EXERCISE TEXT —
--- START ---
‘A great heart stops’: Tributes pour in for Christopher Hitchens
By Ian Dunt Follow @IanDunt
Christopher Hitchens, one of the most influential political thinkers of his generation, has died from pneumonia, a complication of oesophageal cancer, in Texas.
Tributes have poured in from across the world and the political spectrum for the Anglo-American writer, whose independence of thought and visceral intelligence made him one of the most celebrated writers on either side of the Atlantic.
In an interview with Richard Dawkins in the forthcoming edition of the New Statesman, he describe his politics as anti-totalitarian.
"I have one consistency, which is [being] against the totalitarian – on the left and on the right," he said.
"The totalitarian, to me, is the enemy – the one that's absolute, the one that wants control over the inside of your head, not just your actions and your taxes. And the origins of that are theocratic, obviously.
"The beginning of that is the idea that there is a supreme leader, or infallible pope, or a chief rabbi, or whatever, who can ventriloquise the divine and tell us what to do."
His close friend Salmon Rushdie said: "Goodbye, my beloved friend. A great voice falls silent. A great heart stops."
Deputy prime minister Nick Clegg said: "Christopher Hitchens was everything a great essayist should be: infuriating, brilliant, highly provocative and yet intensely serious.
"I worked as an intern for him years ago. My job was to fact check his articles. Since he had a photographic memory and an encyclopaedic mind it was the easiest job I've ever done."
Tony Blair, who debated religion with Hitchens at a sell-out event in Canada last year, said: "Christopher Hitchens was a complete one-off, an amazing mixture of writer, journalist, polemicist, and unique character.
--- END ---
PROVIDED DATA —
--- START ---
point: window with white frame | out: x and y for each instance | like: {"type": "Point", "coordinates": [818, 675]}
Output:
--- END ---
--- START ---
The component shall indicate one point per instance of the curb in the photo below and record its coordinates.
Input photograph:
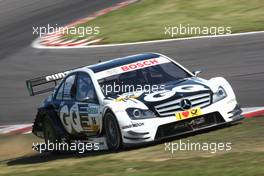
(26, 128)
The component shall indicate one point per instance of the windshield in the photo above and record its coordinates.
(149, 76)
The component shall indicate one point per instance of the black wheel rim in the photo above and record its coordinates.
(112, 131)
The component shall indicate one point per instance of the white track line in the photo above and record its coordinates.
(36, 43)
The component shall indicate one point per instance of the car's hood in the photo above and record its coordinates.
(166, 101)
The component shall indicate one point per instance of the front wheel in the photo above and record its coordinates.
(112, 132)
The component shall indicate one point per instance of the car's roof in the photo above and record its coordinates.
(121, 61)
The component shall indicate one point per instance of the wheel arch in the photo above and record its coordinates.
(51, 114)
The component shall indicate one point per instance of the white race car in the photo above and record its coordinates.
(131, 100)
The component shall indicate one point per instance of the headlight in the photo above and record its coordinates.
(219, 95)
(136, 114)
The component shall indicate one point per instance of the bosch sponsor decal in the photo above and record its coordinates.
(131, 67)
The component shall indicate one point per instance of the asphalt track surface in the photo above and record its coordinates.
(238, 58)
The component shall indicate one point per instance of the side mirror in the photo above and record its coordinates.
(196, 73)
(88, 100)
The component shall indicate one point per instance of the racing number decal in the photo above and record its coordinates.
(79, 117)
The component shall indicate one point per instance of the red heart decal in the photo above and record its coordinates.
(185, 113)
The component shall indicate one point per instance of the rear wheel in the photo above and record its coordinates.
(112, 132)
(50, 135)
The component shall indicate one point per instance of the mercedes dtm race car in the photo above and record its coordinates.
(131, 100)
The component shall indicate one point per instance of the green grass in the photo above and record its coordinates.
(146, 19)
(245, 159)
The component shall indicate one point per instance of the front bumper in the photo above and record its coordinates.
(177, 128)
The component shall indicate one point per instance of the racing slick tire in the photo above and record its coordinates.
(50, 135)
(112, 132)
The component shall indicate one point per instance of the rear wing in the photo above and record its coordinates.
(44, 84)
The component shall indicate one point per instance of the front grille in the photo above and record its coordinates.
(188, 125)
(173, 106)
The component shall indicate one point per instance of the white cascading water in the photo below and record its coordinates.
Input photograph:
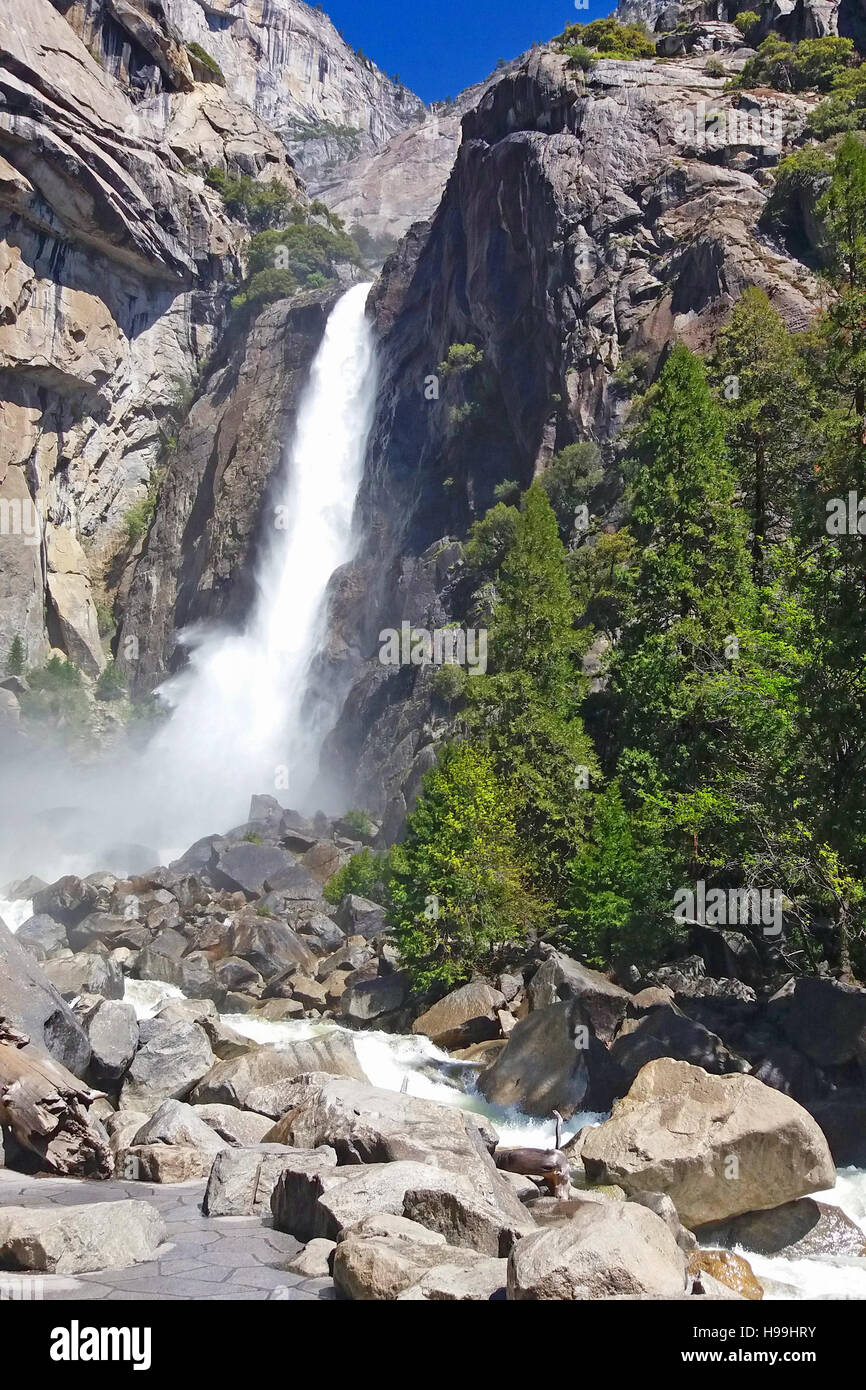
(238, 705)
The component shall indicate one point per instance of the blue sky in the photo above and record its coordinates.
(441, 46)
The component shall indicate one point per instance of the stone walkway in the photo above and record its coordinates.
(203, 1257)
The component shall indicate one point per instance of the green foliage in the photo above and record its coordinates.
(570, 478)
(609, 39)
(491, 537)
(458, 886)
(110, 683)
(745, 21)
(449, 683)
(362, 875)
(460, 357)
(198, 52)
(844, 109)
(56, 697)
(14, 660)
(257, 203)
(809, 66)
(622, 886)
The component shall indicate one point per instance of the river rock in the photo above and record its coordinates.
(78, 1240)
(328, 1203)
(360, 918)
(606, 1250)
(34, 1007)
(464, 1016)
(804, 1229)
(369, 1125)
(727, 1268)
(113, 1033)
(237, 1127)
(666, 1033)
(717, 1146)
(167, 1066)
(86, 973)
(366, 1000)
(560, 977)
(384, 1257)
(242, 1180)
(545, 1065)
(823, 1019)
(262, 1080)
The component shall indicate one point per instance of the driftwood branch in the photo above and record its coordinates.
--- END ---
ACTIVITY 1 — In the Hitchens tribute article, what was Nick Clegg's job when he worked as Hitchens's intern?
ACTIVITY 2 — Pick up the Hitchens tribute article after its last sentence and continue it.

REPLY 1 — His job was to fact-check Hitchens's articles.

REPLY 2 —
"He was fearless in the pursuit of truth and any cause in which he believed. And there was no belief he held, that he did not advocate with passion, commitment and brilliance."
Labour MP Denis McShane, who studied with Hitchens in Oxford, told the Today programme: "Christopher just swam against every tide. He was a supporter of the Polish and Czech resistance of the 1970s, he supported Mrs Thatcher because he thought getting rid of the Argentinian fascist junta was a good idea.
"He was a cross between Voltaire and Orwell. He loved words.
"He would drink a bottle of whisky when I would manage two glasses of wine and then be up in the morning writing 1,000 perfect words.
"He could throw words up into the sky, they fell down in a marvellous pattern."
The Portsmouth-born journalist started his career embedded in the radicalism of the 1960's, often being arrested at rallies and writing for International Socialism magazine. He ended it supporting the re-election of George Bush, causing many of his friends to disown him.
His politics were very complicated, but while the writer remained economically on the left, he was profoundly affected by the September 11th terrorist attacks and what he termed 'Islamo-fascism'.
Any new found support he gained from US neo-conservatives was quickly dispelled when he campaigned relentlessly against American interrogation tactics however, including one event when he subjecting himself to water-boarding.
His book, 'God Is Not Great', became massively successful in the US and quickly made him the country's most famous atheist. He decided against the traditional book circuit and instead toured the deep south of the country challenging pastors to debate with him on religion.
Hitchens wrote for a variety of publications, including The Times Literary Supplement, the Daily Express, the London Evening Standard, and The Atlantic. But his main outlet was Vanity Fair, whose editor, Graydon Carter, described him as "a wit, a charmer and a troublemaker".
Another close friend, the novelist Ian McEwan, said: "Right at the very end, when he was at his most feeble as this cancer began to overwhelm him, he insisted on a desk by the window
"Took myself and his son to get him into that chair – with a pole and eight lines going into his body – and there he was, a man with only a few days to live, turning out three thousand words to meet a deadline."
Hitchens is survived by his wife, Carol Blue, their daughter Antonia, and two children from a previous marriage, Alexander and Sophi.